Render the rows below as a JSON list of strings, one string per line with blank lines omitted, beginning at the line that contains "Tag every instance of the black lounge" and stopping after the line that contains "x=153 y=186". Leave the picture out of the list.

Point-based annotation data:
════════

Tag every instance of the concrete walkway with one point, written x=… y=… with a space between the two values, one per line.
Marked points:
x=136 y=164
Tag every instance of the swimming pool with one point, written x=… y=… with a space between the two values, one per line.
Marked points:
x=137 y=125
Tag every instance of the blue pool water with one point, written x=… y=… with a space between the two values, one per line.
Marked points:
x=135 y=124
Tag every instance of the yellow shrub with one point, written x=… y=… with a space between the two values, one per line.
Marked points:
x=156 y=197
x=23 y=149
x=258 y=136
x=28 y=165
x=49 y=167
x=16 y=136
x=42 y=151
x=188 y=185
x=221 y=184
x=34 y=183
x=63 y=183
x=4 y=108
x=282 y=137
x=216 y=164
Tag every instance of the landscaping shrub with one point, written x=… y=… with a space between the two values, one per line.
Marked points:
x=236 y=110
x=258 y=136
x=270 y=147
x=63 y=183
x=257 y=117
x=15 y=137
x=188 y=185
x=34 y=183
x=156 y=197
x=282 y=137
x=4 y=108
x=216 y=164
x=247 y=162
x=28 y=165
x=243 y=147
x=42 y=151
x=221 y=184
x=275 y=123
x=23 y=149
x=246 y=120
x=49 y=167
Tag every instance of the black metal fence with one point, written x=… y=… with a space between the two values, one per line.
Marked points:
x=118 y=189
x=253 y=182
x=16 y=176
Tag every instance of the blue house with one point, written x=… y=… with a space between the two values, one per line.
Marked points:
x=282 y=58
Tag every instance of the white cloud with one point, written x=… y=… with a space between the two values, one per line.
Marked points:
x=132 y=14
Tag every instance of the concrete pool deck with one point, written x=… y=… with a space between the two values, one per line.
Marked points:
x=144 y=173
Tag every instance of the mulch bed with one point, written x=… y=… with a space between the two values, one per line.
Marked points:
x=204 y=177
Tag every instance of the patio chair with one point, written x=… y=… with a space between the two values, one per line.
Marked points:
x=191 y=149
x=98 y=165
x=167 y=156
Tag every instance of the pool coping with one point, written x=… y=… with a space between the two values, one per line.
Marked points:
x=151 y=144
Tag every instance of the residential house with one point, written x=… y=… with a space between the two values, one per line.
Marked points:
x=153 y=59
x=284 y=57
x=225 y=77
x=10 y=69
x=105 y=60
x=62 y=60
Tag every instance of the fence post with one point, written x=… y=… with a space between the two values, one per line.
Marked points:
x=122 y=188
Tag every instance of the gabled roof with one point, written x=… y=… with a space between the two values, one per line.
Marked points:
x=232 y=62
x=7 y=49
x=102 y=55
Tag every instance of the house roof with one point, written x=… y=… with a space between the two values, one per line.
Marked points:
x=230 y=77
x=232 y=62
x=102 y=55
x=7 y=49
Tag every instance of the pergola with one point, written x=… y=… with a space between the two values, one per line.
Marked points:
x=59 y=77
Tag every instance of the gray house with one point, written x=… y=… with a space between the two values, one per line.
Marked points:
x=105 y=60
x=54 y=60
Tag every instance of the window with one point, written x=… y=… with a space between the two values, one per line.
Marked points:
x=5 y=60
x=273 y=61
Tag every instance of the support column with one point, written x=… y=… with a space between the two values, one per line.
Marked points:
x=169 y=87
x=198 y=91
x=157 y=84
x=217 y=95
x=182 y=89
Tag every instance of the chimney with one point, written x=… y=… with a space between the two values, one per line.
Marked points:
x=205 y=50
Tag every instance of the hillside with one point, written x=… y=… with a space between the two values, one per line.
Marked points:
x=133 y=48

════════

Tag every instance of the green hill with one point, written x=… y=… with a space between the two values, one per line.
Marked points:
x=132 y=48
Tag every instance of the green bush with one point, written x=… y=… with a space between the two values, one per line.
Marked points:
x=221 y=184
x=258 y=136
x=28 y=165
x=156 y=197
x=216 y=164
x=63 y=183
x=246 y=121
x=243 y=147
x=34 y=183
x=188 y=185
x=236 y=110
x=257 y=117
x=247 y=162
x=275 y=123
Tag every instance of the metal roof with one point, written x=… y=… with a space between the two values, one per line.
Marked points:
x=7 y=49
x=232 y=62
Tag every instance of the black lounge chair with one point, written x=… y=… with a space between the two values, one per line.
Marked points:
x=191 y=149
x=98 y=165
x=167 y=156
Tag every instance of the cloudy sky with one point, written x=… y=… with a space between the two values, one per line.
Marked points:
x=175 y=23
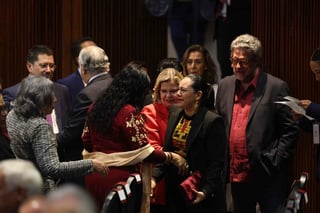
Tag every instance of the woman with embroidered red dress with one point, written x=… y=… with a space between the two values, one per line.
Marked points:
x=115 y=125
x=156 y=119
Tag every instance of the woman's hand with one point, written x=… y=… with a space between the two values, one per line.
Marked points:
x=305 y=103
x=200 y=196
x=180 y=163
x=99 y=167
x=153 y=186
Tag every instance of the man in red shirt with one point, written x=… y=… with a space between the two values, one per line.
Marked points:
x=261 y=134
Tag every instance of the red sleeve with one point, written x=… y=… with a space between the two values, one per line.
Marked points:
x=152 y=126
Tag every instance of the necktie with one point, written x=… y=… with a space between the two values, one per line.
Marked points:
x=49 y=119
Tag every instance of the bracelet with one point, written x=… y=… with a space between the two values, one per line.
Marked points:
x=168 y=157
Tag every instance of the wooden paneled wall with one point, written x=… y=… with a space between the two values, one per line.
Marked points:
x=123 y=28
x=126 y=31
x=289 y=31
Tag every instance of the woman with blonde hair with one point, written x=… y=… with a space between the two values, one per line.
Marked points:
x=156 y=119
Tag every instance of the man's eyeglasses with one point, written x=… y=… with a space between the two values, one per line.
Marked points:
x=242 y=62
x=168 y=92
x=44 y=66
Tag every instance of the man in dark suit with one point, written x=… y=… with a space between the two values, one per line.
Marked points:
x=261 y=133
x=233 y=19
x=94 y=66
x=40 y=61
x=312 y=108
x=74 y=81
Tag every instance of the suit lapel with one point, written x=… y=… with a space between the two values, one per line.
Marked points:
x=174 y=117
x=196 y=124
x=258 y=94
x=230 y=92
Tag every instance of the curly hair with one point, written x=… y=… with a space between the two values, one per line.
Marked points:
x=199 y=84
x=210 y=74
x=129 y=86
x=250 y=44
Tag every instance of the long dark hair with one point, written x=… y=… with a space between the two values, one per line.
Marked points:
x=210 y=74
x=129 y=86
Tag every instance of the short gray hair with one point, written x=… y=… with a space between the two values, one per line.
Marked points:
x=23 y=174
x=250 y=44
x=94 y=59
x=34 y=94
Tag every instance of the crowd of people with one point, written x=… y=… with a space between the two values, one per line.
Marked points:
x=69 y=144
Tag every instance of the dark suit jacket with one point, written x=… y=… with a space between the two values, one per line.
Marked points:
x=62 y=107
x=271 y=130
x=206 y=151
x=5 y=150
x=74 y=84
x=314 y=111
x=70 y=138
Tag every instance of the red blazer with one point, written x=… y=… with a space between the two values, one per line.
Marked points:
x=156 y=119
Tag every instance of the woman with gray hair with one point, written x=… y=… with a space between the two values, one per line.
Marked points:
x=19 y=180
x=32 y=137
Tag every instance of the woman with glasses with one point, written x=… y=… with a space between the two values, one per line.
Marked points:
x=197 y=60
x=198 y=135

════════

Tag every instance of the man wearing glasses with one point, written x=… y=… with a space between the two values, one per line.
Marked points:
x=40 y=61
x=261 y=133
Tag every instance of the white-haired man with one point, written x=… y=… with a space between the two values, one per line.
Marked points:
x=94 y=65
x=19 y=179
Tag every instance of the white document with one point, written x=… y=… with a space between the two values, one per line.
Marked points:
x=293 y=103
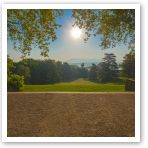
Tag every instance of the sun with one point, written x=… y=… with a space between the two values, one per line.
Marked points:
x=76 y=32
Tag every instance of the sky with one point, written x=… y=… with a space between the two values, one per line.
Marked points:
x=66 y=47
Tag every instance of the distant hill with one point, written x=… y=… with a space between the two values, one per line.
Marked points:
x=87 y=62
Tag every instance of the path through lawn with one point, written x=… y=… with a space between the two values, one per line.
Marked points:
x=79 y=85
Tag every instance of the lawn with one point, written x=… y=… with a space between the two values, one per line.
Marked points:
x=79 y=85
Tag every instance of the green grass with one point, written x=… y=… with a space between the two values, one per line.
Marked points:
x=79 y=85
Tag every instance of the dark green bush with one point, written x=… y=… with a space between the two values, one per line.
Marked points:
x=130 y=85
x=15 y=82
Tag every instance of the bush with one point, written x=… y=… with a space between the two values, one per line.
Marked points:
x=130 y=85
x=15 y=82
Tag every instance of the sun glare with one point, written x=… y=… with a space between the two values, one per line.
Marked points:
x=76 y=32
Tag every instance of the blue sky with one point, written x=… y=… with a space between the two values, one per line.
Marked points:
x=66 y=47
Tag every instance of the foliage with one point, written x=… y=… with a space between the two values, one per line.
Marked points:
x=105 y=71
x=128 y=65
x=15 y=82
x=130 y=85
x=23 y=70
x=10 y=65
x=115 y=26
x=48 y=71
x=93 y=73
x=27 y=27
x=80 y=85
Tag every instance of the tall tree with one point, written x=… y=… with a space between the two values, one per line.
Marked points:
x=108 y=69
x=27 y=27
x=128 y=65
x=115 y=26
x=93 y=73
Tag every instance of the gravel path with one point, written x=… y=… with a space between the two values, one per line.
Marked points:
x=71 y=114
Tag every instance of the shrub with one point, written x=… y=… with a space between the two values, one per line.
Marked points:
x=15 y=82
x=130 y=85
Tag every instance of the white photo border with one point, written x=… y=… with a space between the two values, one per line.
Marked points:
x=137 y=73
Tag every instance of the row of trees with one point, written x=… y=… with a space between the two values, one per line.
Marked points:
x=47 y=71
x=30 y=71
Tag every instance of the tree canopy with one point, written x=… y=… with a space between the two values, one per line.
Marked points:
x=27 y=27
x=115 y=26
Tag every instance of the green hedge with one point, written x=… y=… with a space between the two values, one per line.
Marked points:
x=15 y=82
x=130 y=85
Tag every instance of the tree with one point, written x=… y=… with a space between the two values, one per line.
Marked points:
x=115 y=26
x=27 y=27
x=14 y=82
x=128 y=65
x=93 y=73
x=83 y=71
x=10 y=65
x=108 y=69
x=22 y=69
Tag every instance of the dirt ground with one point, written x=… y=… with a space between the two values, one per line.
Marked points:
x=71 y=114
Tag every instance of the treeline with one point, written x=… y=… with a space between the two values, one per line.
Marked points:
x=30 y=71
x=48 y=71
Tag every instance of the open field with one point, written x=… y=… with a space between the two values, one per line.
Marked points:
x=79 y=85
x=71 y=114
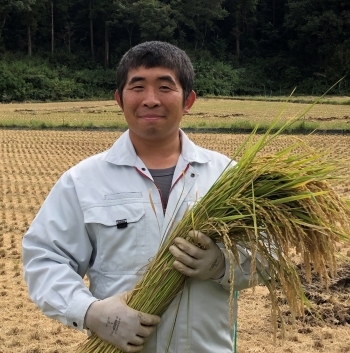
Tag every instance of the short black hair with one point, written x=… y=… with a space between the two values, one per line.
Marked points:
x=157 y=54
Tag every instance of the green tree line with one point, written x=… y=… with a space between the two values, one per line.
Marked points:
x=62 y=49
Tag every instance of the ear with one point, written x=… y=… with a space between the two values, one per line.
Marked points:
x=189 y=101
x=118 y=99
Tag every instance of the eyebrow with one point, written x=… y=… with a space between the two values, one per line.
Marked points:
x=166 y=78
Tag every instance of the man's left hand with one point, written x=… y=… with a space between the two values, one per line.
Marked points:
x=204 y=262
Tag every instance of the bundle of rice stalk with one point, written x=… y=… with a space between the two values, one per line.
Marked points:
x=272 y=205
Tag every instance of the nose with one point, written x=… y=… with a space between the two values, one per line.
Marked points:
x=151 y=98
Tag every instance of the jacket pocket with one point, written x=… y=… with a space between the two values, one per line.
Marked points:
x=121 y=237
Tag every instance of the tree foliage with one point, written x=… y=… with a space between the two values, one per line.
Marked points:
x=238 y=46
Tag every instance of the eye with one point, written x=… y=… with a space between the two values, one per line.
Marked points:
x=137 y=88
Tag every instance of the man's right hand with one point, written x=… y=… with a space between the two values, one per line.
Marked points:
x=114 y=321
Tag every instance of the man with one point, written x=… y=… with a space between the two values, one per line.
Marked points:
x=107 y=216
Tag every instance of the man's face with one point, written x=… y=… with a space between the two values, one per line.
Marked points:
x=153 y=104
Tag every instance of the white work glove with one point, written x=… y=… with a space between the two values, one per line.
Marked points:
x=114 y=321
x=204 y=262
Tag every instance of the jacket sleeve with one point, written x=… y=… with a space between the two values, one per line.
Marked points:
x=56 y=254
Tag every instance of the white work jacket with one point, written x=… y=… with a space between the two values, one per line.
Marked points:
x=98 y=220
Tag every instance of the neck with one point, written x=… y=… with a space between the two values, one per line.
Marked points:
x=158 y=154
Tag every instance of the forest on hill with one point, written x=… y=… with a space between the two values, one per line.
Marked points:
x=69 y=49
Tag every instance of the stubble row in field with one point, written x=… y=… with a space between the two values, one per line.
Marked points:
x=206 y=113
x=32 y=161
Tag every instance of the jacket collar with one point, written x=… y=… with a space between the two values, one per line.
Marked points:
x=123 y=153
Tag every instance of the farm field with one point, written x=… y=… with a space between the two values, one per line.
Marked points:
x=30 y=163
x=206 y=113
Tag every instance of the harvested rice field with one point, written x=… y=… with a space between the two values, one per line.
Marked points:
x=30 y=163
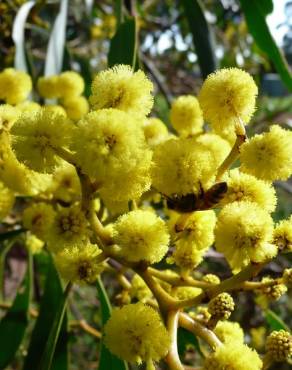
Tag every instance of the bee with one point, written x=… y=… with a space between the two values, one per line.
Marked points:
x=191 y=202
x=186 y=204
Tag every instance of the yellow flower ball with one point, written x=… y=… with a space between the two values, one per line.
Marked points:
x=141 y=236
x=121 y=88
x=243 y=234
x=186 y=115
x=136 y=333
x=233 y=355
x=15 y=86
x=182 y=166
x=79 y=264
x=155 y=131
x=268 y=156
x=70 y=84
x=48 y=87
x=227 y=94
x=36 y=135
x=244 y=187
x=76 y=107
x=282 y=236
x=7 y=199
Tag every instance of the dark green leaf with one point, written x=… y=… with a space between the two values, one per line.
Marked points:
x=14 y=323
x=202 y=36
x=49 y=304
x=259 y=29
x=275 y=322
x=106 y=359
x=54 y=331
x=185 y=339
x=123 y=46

════════

- **Expected answer**
[
  "Tag every instance of the black lounge chair with one point, written x=… y=… with a space between the two values, one per line.",
  "Marked points:",
  "x=191 y=149",
  "x=98 y=165",
  "x=167 y=156",
  "Tag every instance of the cloudy sky with one point, written x=… y=… with a space between the two values, one per line.",
  "Marked points:",
  "x=175 y=23",
  "Tag every instance of the woman with embroidered red dress with one point, written x=… y=… with a space between the two values, one per line.",
  "Marked points:",
  "x=115 y=125",
  "x=156 y=119",
  "Tag every instance of the woman's hand with one point, written x=… y=… with a space between the two values, one per line.",
  "Marked points:",
  "x=305 y=103",
  "x=200 y=196",
  "x=180 y=163",
  "x=99 y=167",
  "x=153 y=186"
]